[Work order]:
Below are some records. How many of their lines contain the string "image"? Give the number only.

[Records from a dataset]
══════════
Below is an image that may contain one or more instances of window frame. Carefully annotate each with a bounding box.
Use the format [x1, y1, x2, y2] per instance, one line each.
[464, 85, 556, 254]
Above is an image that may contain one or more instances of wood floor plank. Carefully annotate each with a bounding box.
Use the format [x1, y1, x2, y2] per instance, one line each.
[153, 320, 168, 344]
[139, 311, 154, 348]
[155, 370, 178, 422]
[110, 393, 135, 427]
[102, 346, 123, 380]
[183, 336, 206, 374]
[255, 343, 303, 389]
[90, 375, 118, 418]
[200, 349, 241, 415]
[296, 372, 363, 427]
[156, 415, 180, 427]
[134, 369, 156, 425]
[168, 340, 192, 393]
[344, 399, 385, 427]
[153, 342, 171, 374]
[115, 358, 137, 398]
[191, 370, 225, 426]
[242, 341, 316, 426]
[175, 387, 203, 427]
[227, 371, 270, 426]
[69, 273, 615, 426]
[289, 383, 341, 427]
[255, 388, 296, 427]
══════════
[Answer section]:
2